- [EXERCISE DETAILS]: Rewrite the listing below with "instance" changed to "occurrence" and everything else left as it is. Leave the pictures out of your version.

- [RECORD EXCERPTS]:
________________________________________
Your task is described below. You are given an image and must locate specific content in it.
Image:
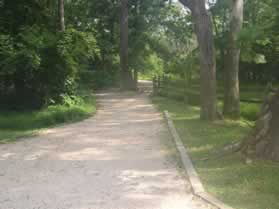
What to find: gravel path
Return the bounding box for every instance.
[0,85,212,209]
________________________________________
- [WORKED ANSWER]:
Your task is described below. You are given an image and must locate specific content in it.
Image:
What to find: gravel path
Return the bounding box for every occurrence.
[0,85,212,209]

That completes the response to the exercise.